Aufgabenstellung
Welches Gesetz gewährt laut dem Textauszug ein Recht auf die Nutzung von Pseudonymen im Internet?

Textauszug

Facebook soll seinen Nutzern Pseudonyme ermöglichen. Außerdem in der Presseschau: Schüler haften nur bei Vorsatz für die Folgen von Streichen, Gaddafi-Sohn zum Tode verurteilt und Geldbußen für Pfiffe gegen den spanischen König.
Thema des Tages
Facebook: Nach einem Bericht von zeit.de geht der Hamburgische Datenschutzbeauftragte wegen der Klarnamen-Pflicht gegen Facebook vor. In einer Verwaltungsanordnung an das Netzwerk forderte er, die Nutzung unter einem Pseudonym zu ermöglichen und solche Profile nicht zu sperren. Laut Telemediengesetz gebe es ein Recht auf die Nutzung von Pseudonymen im Internet.
Rechtspolitik
Einwanderung: Vor 14 Jahren wurde von der Zuwanderungskommission, unter Vorsitz von Rita Süssmuth (CDU), ein Konzept für ein deutsches Einwanderungsgesetz vorgelegt, in dem alle Vorschläge standen, über die heute noch immer diskutiert wird. So fanden sich darin eine Strategie für eine aktive Beschäftigungspolitik, eine Quotenregelung für die Einwanderung sowie ein Punktesystem für Einwanderer. Die SZ (Heribert Prantl) stellt die Vorschläge dar und macht die CDU/CSU dafür verantwortlich, dass sie nicht umgesetzt werden konnten.

Gegebene Informationen

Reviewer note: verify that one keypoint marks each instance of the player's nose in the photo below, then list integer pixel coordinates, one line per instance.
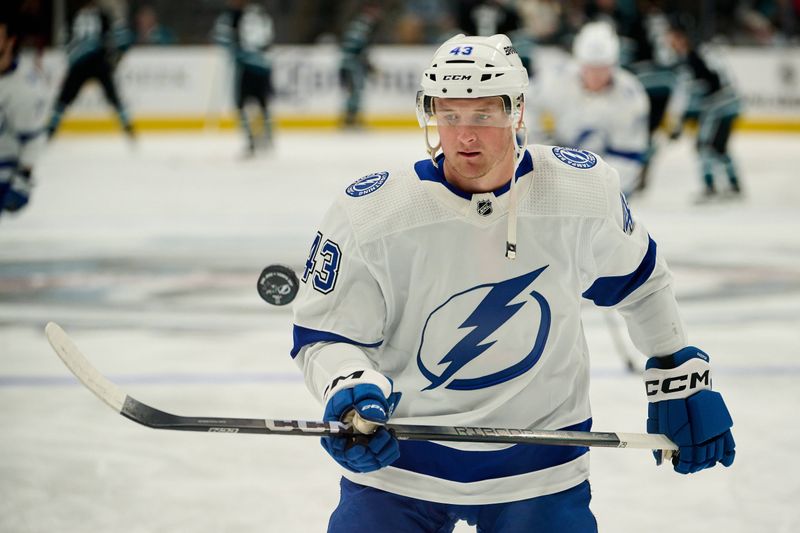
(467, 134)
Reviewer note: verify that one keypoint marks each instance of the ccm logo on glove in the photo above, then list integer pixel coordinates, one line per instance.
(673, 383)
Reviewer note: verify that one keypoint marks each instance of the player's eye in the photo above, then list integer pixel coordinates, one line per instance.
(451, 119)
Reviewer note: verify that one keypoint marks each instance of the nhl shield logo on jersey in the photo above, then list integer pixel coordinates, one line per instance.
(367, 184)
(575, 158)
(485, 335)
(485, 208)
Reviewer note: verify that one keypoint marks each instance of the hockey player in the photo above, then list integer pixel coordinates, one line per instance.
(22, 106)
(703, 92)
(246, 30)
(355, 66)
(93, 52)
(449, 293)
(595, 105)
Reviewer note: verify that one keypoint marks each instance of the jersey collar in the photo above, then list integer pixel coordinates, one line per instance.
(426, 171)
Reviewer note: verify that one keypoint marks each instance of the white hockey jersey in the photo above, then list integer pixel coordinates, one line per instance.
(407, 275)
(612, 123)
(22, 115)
--
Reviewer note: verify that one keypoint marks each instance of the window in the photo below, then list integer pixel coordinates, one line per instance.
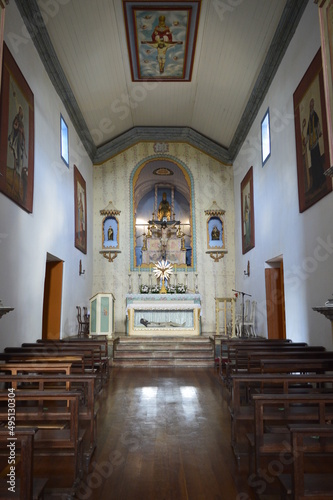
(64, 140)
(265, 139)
--
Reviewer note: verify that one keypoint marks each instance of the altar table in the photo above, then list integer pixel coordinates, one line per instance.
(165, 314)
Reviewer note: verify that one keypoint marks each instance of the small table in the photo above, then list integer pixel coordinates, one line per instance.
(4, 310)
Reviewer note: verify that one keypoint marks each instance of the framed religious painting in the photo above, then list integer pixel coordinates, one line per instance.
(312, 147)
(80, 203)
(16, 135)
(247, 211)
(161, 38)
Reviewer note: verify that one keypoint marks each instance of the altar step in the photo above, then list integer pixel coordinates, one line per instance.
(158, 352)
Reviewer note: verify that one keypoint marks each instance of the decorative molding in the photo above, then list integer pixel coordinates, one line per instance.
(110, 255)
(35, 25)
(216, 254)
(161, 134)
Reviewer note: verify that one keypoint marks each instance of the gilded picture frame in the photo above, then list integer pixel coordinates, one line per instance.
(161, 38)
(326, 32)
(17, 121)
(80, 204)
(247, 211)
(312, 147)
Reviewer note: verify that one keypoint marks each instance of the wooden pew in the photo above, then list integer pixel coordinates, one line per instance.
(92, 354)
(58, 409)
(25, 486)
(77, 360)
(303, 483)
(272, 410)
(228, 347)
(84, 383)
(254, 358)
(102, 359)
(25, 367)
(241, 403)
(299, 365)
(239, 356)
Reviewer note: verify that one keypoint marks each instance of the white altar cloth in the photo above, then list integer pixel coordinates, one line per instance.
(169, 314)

Richtige Antwort
Das Telemediengesetz.